■ Aim of the exercise
Pick up the mailing list message about the long running time of i-g-t testing where it stops, and carry it further in the same style.

■ Extract provided
------------------------------------------------------------
[Intel-gfx] The whole round of i-g-t testing cost too long running time
Yang, Guang A
guang.a.yang at intel.com
Wed Apr 16 11:27:32 CEST 2014
> I think stopping the tests after 10 minutes is ok, but in general the point of
> stress tests is to beat on the kernel for corner cases. E.g.
> even with todays extensive set of stress tests some spurious OOM bugs can
> only be reproduced in 1 out of 5 runs. Reducing the test time could severely
> impact the testing power of a test, so I'm vary for doing that.
[Guang YANG] Agree with you, but whether stop these stress testing after 10M if it not finished will impact the effort?
> But there are tricks to speed up some tests which shouldn't affect the power of
> the testcase to find bugs, and we should definitely look into those.
>
> Does this mean that due to PRTS we now have fewer machines running tests
> on drm-intel-nightly? I've thought the idea is to share machines on an
> as-needed basis, with -nightly testing getting priority?
------------------------------------------------------------
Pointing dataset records

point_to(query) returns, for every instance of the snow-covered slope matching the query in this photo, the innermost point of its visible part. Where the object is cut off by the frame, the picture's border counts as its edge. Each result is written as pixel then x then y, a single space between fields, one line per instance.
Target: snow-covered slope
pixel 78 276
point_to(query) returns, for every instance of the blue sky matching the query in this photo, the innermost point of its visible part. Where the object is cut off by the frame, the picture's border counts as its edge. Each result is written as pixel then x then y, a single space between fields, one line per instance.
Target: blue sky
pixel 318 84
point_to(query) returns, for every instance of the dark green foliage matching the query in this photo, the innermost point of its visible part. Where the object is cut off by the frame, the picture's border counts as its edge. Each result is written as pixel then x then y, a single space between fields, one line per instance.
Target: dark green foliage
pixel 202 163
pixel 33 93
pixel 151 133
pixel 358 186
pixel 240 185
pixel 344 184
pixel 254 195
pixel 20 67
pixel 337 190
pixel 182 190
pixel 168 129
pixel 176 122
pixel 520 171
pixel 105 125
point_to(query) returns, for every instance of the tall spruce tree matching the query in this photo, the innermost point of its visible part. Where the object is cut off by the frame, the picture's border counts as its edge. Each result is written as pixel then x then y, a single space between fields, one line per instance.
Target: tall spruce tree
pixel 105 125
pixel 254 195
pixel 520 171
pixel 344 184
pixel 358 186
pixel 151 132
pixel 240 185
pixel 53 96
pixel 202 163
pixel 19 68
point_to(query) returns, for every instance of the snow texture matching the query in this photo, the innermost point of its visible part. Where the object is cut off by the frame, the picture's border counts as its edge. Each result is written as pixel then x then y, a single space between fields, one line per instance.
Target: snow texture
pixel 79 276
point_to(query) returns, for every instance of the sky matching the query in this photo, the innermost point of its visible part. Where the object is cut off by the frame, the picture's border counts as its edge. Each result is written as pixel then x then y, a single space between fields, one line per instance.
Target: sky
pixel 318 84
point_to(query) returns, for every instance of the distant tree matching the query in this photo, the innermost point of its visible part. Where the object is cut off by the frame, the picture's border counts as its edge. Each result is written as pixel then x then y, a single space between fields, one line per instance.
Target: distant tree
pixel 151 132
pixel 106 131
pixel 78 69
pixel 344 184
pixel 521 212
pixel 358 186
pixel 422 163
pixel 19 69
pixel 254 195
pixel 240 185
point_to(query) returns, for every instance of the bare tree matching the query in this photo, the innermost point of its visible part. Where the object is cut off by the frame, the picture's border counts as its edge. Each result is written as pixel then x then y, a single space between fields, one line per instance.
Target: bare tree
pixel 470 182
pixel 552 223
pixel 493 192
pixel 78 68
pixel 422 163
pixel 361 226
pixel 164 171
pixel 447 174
------------------------------------------------------------
■ Result
[Guang YANG] No, we haven’t changed the scale for existed nightly testing resources ,and the PRTS can supplement our nightly well with more old platforms(ILK,PNV), but we still lack of BDW/BYT resources in both PRTS and nightly.
These new platforms are important and most of the bug reported on them. Running tests, checking patches, doing the bisect work keep the machine resources always busy. Shuang still hard work on sharing machines between PRTS and nightly.
>
>
> Yeah keeping your overall test-runner infrastructure makes sense. The idea
> behind my proposal to use piglit to execute the individual tests is to share
> analysis scripts. That won't make the tests run any faster, but it should (in the
> long term at least) speed up the triaging a lot. And the high amount of time
> required for bug triaging also seems to be an issue for you guys.
[Guang YANG] Great, improve the analysis script or tool will be comfortable for QA, We can catch the regression more accurately for such as BackTrace. Do you have any plans? QA can also take over some tasks.
> I agree that for a quick sanity test a reduced test set makes sense.
> Which is why we have a testcase naming convention which can be used
> together with the piglit -x and -t flags. I do that a lot when developing things.
>
> But for regression testing imo only the full test suite makes sense, otherwise
> we just have a false sense of security. I.e. if the full set means we can only run
> it every 2 days then I prefer that over running only a subset. Also very often
> there are other issues delaying the time between when a buggy patch was
> committed and when the full bug report is available, so imo the 10h runtime
> isn't too bad from my pov really.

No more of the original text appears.